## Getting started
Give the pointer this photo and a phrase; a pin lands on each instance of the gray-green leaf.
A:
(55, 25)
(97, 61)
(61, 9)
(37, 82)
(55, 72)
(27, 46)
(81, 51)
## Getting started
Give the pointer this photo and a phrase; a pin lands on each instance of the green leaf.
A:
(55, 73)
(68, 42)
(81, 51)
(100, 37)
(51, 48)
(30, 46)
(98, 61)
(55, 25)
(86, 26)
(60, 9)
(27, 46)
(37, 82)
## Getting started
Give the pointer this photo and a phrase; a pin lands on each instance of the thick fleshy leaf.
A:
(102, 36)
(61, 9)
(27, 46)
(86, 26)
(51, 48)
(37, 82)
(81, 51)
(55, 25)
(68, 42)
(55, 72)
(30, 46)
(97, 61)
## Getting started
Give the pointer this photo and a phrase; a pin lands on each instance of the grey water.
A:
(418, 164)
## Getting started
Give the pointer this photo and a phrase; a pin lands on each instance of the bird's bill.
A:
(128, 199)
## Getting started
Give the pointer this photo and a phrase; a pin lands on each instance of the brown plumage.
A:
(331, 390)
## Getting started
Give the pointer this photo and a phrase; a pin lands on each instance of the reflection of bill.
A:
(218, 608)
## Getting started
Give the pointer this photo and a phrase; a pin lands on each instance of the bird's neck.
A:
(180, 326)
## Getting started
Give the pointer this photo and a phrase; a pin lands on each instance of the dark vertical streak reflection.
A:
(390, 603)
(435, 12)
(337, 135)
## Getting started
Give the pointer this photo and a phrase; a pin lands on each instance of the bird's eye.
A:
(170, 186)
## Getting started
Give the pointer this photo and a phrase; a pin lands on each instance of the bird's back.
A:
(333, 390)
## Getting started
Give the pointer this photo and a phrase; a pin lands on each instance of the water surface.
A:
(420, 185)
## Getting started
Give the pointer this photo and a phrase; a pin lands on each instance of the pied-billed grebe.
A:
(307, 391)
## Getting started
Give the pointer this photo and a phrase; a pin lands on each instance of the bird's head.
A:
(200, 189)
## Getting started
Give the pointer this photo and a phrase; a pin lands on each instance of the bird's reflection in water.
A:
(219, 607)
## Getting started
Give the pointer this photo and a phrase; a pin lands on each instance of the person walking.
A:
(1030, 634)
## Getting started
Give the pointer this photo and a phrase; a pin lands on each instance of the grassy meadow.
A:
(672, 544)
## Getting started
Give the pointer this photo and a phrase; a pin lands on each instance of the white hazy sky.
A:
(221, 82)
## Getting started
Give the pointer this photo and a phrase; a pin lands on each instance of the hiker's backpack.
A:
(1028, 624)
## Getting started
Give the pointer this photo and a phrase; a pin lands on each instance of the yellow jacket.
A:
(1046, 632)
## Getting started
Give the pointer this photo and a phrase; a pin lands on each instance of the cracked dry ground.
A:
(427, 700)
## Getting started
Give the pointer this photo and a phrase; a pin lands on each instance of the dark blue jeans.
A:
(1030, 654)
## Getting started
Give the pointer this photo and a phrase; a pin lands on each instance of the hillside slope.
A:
********
- [INSTRUCTIONS FOR THE TASK] From the first line to the last, please quote the material above exactly.

- [WRITTEN RESPONSE]
## Getting started
Give the pointer this photo and a phrase; a pin lands on each instance of the gray-green leaf.
A:
(55, 25)
(97, 61)
(61, 9)
(37, 82)
(55, 72)
(27, 46)
(81, 51)
## Getting started
Give the pointer this photo and a phrase; a pin lands on each instance of the green leaf.
A:
(55, 73)
(68, 42)
(81, 51)
(100, 37)
(51, 48)
(30, 46)
(98, 61)
(55, 25)
(86, 26)
(60, 9)
(27, 46)
(37, 82)
## Getting started
Give the pointer this photo and a phrase; a pin lands on each instance of the thick fleshy leaf.
A:
(102, 36)
(61, 9)
(27, 46)
(86, 26)
(51, 48)
(37, 82)
(81, 51)
(55, 25)
(68, 42)
(55, 72)
(30, 46)
(97, 61)
## Getting started
Give the pointer this photo and a phrase; a pin lands on each instance of the grey water.
A:
(418, 164)
## Getting started
Give the pointer this photo and a phrase; a pin lands on each instance of the bird's bill.
A:
(128, 199)
## Getting started
Give the pointer this photo and a phrase; a pin lands on each instance of the brown plumage.
A:
(331, 390)
## Getting started
Give the pointer this photo and a phrase; a pin lands on each instance of the reflection of bill.
A:
(218, 608)
## Getting started
Give the pointer this photo and a phrase; a pin lands on each instance of the bird's neck.
A:
(180, 326)
## Getting started
Give the pointer this photo and a phrase; a pin lands on each instance of the dark vertical streak reflection.
A:
(390, 603)
(435, 12)
(337, 135)
## Getting started
Give the pointer this photo and a phrase; a pin lands on each instance of the bird's eye.
A:
(170, 186)
## Getting started
Give the pointer this photo and a phrase; a pin lands on each instance of the bird's back.
A:
(333, 390)
## Getting started
Give the pointer this photo and a phrase; a pin lands on each instance of the water surface.
A:
(420, 185)
## Getting started
Give the pointer this photo and a phrase; a pin lands on each instance of the pied-billed grebe.
A:
(307, 391)
## Getting started
Give the pointer this photo and a phrase; a pin lands on each instance of the bird's head.
A:
(200, 189)
## Getting started
Give the pointer this photo and a phrase; a pin lands on each instance of the bird's reflection in water.
A:
(219, 607)
## Getting started
Give the pointer this photo and a phrase; a pin lands on each instance of the person walking.
A:
(1030, 634)
## Getting started
Give the pointer this photo and a phrase; a pin lands on each instance of the grassy meadow.
A:
(672, 544)
## Getting started
Give the pointer this photo and a phrase; a pin lands on each instance of the white hazy sky.
A:
(221, 82)
## Getting started
Give the pointer this photo and a phrase; a pin lands on each instance of the hiker's backpack.
A:
(1028, 624)
## Getting started
Give the pointer this photo and a phrase; a pin lands on each instance of the yellow jacket.
A:
(1046, 632)
## Getting started
Give the pointer this photo and a phrase; a pin lands on each instance of the cracked dry ground.
A:
(427, 700)
## Getting started
Give the pointer this photo and a phrase; a pin lands on each instance of the dark blue jeans.
A:
(1030, 654)
## Getting started
Give the pointer this photo and a phrase; a pin lands on each instance of the hillside slope.
A:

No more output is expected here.